Source data:
======
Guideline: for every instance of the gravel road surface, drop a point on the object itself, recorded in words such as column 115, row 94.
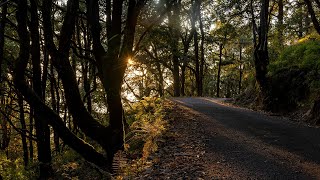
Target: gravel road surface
column 211, row 140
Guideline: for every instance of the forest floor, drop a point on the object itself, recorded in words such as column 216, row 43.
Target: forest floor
column 208, row 139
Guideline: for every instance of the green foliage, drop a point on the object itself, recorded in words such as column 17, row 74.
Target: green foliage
column 146, row 126
column 305, row 54
column 14, row 169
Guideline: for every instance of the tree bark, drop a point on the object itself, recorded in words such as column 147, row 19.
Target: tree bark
column 261, row 58
column 219, row 69
column 313, row 15
column 202, row 60
column 2, row 30
column 42, row 128
column 23, row 132
column 174, row 23
column 280, row 23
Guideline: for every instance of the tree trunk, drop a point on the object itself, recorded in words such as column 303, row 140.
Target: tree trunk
column 202, row 60
column 240, row 69
column 42, row 128
column 31, row 117
column 183, row 79
column 23, row 132
column 2, row 29
column 174, row 36
column 280, row 23
column 54, row 104
column 261, row 58
column 219, row 69
column 313, row 15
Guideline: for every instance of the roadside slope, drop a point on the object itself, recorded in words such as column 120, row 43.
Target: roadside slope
column 210, row 140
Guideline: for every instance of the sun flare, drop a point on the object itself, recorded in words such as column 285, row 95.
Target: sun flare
column 130, row 61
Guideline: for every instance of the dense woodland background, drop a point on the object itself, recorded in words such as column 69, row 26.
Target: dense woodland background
column 77, row 74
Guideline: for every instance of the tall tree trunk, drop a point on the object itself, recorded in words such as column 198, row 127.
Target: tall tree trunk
column 202, row 60
column 23, row 132
column 160, row 79
column 261, row 58
column 240, row 68
column 2, row 30
column 280, row 23
column 174, row 36
column 54, row 104
column 31, row 118
column 219, row 69
column 42, row 128
column 312, row 13
column 183, row 79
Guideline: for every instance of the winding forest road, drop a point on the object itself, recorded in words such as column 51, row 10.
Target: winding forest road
column 210, row 140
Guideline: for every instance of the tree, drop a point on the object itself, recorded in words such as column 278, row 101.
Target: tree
column 261, row 58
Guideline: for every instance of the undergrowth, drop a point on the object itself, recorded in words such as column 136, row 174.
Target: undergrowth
column 147, row 125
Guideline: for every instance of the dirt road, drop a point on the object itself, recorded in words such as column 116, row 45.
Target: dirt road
column 209, row 140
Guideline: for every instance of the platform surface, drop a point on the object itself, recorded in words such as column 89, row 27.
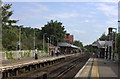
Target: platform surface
column 98, row 68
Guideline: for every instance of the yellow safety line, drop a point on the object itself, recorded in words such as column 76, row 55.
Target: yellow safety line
column 95, row 68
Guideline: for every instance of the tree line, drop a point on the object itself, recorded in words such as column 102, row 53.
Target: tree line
column 10, row 33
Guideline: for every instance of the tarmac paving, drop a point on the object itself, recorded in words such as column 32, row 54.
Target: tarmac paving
column 97, row 68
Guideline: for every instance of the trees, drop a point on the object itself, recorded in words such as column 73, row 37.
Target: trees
column 54, row 28
column 6, row 14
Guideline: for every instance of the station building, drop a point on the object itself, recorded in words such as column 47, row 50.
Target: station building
column 107, row 47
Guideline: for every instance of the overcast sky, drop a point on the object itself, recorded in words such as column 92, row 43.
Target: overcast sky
column 85, row 20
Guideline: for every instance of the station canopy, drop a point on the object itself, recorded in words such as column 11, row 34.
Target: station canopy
column 62, row 44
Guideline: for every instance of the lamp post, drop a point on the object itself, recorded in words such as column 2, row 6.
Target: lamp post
column 51, row 38
column 48, row 45
column 57, row 41
column 115, row 39
column 19, row 43
column 43, row 41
======
▶ [EXERCISE BRIEF]: Please write out every line of the entries above as a numbered list, skipping any blank lines and leaving out the pictures.

▶ [EXERCISE RESPONSE]:
1. Guideline: for every instance of the gravel road surface, drop a point on the object itself, recorded in words such as column 115, row 94.
2. Target: gravel road surface
3. column 211, row 140
4. Guideline: for every instance of the forest floor, drop a point on the object itself, recorded in words such as column 216, row 43.
5. Target: forest floor
6. column 208, row 139
7. Guideline: for every instance of the green foliage, drop a point on the object itself, recorded in words such as column 17, row 74.
8. Target: green foliage
9. column 146, row 126
10. column 305, row 54
11. column 14, row 169
12. Guideline: for every instance of the tree bark, drop a point on the object itself, recorded in words such as column 147, row 19.
13. Target: tree bark
14. column 261, row 58
15. column 219, row 69
16. column 313, row 15
17. column 202, row 60
18. column 2, row 30
19. column 42, row 128
20. column 23, row 132
21. column 174, row 23
22. column 280, row 23
23. Guideline: for every instance of the tree trunk, drop a point on the object itself, recorded in words such as column 303, row 140.
24. Target: tree trunk
25. column 202, row 60
26. column 240, row 69
27. column 42, row 128
28. column 31, row 117
29. column 183, row 79
30. column 23, row 132
31. column 2, row 29
32. column 174, row 36
33. column 280, row 23
34. column 54, row 104
35. column 261, row 58
36. column 219, row 69
37. column 313, row 15
38. Guideline: for every instance of the roadside slope, drop a point on the object itself, recorded in words such as column 120, row 43.
39. Target: roadside slope
40. column 210, row 140
41. Guideline: for every instance of the sun flare, drop a point on the object itself, recorded in words such as column 285, row 95.
42. Target: sun flare
43. column 130, row 61
44. Guideline: for every instance of the dense woodland background, drop a point on the object itself, recorded in words such as column 69, row 26.
45. Target: dense woodland background
46. column 77, row 74
47. Guideline: for every instance of the tall tree trunk, drop a point on the object itself, recorded in words such as column 198, row 127.
48. Target: tall tree trunk
49. column 202, row 60
50. column 23, row 132
51. column 160, row 79
52. column 261, row 58
53. column 240, row 68
54. column 2, row 30
55. column 280, row 23
56. column 174, row 36
57. column 54, row 104
58. column 31, row 118
59. column 219, row 69
60. column 42, row 128
61. column 312, row 13
62. column 183, row 79
63. Guideline: for every instance of the winding forest road, drop a point on the object itself, recorded in words such as column 51, row 10.
64. Target: winding forest road
65. column 210, row 140
66. Guideline: for every instance of the tree, drop a point on the object itself, recorded in words such as column 278, row 101.
67. Target: tree
68. column 261, row 58
69. Guideline: for every instance of the undergrowth, drop a point on the object itself, recorded in words such as column 136, row 174.
70. Target: undergrowth
71. column 147, row 125
72. Guideline: for every instance of the dirt road, drop a point on the object itself, recorded in words such as column 116, row 45.
73. Target: dirt road
74. column 209, row 140
75. Guideline: for every instance of the platform surface, drop a point on the object itself, recorded in words such as column 89, row 27.
76. Target: platform surface
77. column 98, row 68
78. Guideline: for every instance of the yellow safety line, drop a point on the object itself, recorded in words such as column 76, row 55.
79. Target: yellow safety line
80. column 95, row 68
81. Guideline: for every instance of the tree line, drop a point on the object itself, recorded in words such as column 102, row 53.
82. Target: tree line
83. column 10, row 33
84. Guideline: for every instance of the tarmac paving, drop a point on the object itself, recorded in words such as column 32, row 54.
85. Target: tarmac paving
86. column 97, row 68
87. Guideline: for every instance of the trees, drop a point on the object itself, recorded in words such as column 73, row 37.
88. Target: trees
89. column 54, row 28
90. column 6, row 14
91. Guideline: for every instance of the station building, drop a point on the object itself, recorded in words such as column 47, row 50.
92. Target: station building
93. column 107, row 47
94. Guideline: for every instance of the overcast sky, drop a point on the object itself, recorded in words such as column 92, row 43.
95. Target: overcast sky
96. column 85, row 20
97. Guideline: for every instance of the station canopy, drop a point on the object itself, recorded in words such as column 11, row 34.
98. Target: station canopy
99. column 62, row 44
100. Guideline: for every instance of the lamp post, drop a point on the object itself, recorded in words such as column 2, row 6.
101. Target: lamp post
102. column 51, row 38
103. column 48, row 45
104. column 57, row 41
105. column 115, row 39
106. column 19, row 43
107. column 43, row 41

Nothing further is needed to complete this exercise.